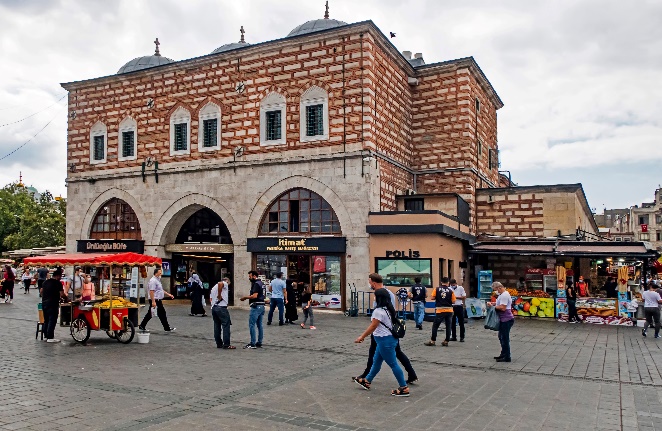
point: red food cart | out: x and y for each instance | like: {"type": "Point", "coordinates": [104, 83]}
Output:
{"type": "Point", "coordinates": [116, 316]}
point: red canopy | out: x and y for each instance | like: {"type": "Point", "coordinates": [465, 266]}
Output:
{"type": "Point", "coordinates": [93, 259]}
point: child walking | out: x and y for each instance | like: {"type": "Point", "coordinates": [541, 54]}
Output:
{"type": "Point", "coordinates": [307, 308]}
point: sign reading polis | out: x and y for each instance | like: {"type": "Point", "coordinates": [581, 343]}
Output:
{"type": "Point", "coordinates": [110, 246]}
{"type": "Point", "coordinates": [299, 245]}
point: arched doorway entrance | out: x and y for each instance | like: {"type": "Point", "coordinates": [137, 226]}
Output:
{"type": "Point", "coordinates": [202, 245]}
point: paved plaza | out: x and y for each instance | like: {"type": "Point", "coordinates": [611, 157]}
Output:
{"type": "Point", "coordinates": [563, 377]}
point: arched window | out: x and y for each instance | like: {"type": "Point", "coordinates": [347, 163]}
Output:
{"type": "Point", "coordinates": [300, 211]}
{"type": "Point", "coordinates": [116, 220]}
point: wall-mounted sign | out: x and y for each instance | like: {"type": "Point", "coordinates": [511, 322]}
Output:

*Assignment*. When you reproduce the entries above, keep every word exactly and leave out each picture.

*Solution to this exercise*.
point: red food cart | out: x and y for each instance | like: {"type": "Point", "coordinates": [104, 83]}
Output:
{"type": "Point", "coordinates": [116, 316]}
point: red canopy | out: x and y for each instance | like: {"type": "Point", "coordinates": [465, 266]}
Output:
{"type": "Point", "coordinates": [93, 259]}
point: child walking | out: x and y for each instance | like: {"type": "Point", "coordinates": [541, 54]}
Output:
{"type": "Point", "coordinates": [307, 308]}
point: sign reading polis | out: x and y for each instance | like: {"type": "Point", "coordinates": [581, 343]}
Output:
{"type": "Point", "coordinates": [110, 246]}
{"type": "Point", "coordinates": [299, 245]}
point: arched doorway entrance | out: x and y for each instance | like: {"type": "Point", "coordinates": [137, 226]}
Output:
{"type": "Point", "coordinates": [202, 245]}
point: paved plaza | out: x and y for each instance | like: {"type": "Point", "coordinates": [611, 157]}
Output:
{"type": "Point", "coordinates": [563, 377]}
point: arched window | out: x and y for each instance | like: {"type": "Point", "coordinates": [347, 163]}
Output:
{"type": "Point", "coordinates": [300, 211]}
{"type": "Point", "coordinates": [116, 220]}
point: wall-mounted sign | out: x and y for each instance | like: {"type": "Point", "coordinates": [511, 322]}
Output:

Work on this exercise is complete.